REQUEST - Copy everything from the line containing "task: segment the sliced strawberry topping" down to the line containing "140 143 L 136", both included and requests kept, and scale every outline coordinate in the answers by 0.9, rounding to whole numbers with halves rounded up. Leave the numbers in the sample outlines unchanged.
==============================
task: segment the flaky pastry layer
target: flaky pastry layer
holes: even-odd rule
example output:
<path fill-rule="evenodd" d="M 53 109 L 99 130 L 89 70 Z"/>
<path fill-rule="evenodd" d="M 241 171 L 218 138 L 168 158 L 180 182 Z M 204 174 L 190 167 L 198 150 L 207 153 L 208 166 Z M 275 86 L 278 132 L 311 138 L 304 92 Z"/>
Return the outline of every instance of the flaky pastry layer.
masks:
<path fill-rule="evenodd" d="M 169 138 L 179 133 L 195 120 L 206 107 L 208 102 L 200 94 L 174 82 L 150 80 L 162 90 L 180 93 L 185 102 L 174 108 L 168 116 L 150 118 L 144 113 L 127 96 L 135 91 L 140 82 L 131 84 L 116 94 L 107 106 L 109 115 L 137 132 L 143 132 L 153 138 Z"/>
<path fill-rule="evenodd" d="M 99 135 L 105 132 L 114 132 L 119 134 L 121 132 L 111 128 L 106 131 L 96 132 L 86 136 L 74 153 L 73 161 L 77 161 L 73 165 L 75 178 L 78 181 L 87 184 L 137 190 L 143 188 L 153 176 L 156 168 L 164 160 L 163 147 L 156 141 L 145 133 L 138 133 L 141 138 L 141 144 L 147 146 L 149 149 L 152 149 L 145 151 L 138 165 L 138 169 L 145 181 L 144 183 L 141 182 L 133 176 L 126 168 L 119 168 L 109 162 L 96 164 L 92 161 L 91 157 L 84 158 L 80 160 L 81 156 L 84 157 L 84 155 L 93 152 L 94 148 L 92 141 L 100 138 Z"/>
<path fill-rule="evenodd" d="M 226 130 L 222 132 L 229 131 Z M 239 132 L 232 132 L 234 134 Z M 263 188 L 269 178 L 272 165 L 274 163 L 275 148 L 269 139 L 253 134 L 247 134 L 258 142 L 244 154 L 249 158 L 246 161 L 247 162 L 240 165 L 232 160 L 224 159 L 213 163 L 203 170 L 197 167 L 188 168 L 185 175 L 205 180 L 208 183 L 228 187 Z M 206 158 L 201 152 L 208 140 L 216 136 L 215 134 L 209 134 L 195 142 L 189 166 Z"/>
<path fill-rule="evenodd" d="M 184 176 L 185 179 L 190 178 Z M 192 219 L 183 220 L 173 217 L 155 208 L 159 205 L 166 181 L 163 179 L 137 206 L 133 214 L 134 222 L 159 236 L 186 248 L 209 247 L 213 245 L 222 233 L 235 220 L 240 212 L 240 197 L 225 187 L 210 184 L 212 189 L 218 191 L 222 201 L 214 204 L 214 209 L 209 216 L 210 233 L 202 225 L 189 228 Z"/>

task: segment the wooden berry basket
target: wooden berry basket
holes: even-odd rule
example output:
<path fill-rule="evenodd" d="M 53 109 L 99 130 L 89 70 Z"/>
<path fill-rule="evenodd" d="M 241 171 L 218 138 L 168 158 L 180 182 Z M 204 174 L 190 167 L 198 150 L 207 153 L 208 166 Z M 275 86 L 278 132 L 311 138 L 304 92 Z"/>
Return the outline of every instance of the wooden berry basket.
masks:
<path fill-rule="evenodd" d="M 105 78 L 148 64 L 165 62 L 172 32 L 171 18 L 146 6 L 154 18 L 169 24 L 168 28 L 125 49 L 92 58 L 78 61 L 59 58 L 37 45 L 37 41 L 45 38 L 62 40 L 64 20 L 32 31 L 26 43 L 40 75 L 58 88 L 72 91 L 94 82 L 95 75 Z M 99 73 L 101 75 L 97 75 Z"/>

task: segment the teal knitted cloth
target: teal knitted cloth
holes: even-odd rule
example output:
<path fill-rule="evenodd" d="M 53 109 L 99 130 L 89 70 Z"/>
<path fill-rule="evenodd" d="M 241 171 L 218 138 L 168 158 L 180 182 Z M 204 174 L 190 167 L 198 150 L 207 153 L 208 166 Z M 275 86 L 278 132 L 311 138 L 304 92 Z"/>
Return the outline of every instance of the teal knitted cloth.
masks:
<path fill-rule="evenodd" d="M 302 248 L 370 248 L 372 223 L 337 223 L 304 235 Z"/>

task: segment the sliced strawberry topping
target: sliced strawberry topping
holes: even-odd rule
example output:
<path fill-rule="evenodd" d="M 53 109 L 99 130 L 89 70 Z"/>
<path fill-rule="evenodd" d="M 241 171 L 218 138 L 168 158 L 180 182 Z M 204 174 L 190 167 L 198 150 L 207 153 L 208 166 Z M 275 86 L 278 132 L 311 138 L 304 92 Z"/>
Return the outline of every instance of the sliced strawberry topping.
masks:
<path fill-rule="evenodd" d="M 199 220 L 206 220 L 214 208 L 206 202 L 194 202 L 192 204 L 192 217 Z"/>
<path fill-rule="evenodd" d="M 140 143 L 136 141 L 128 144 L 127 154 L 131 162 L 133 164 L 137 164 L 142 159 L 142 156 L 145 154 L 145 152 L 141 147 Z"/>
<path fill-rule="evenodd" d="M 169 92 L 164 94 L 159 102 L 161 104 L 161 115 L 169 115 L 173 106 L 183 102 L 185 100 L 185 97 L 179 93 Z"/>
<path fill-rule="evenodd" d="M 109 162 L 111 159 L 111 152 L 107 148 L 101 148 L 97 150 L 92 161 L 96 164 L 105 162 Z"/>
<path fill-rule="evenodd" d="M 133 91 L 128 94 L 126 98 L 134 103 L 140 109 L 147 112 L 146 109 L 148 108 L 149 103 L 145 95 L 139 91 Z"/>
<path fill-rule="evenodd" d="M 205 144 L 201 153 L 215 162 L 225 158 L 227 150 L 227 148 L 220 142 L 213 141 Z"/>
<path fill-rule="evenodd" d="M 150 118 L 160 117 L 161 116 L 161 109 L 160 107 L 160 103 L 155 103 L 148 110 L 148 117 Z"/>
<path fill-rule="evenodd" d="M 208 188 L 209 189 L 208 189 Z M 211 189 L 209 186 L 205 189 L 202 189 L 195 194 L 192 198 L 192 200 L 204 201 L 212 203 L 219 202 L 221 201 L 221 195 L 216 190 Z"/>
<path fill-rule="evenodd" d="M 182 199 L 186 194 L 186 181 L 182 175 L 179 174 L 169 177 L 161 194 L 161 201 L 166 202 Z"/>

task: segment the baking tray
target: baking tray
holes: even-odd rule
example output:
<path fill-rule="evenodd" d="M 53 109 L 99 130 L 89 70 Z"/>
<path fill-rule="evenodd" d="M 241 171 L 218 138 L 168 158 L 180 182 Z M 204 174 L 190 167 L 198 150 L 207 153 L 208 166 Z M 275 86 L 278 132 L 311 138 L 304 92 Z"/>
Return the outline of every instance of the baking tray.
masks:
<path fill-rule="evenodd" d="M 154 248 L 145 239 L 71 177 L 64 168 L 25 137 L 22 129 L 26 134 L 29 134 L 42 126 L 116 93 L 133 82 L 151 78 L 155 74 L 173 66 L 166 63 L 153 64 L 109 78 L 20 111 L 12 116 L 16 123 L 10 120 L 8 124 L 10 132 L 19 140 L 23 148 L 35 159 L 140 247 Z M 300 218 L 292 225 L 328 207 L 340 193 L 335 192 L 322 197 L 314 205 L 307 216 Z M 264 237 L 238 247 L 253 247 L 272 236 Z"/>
==============================
FULL ANSWER -
task: segment the sliced strawberry topping
target: sliced strawberry topping
holes: even-odd rule
example output:
<path fill-rule="evenodd" d="M 53 109 L 99 130 L 89 70 Z"/>
<path fill-rule="evenodd" d="M 241 171 L 218 138 L 168 158 L 180 182 Z M 204 174 L 190 167 L 198 150 L 207 153 L 208 166 Z M 275 86 L 278 132 L 311 138 L 304 92 Z"/>
Return the outline of every instance of the sliced strawberry topping.
masks:
<path fill-rule="evenodd" d="M 179 198 L 185 198 L 193 187 L 185 182 L 175 182 L 173 184 L 173 195 Z"/>
<path fill-rule="evenodd" d="M 126 129 L 122 127 L 115 130 L 114 139 L 118 146 L 120 148 L 123 148 L 128 143 L 128 140 L 131 139 L 131 137 L 127 132 Z"/>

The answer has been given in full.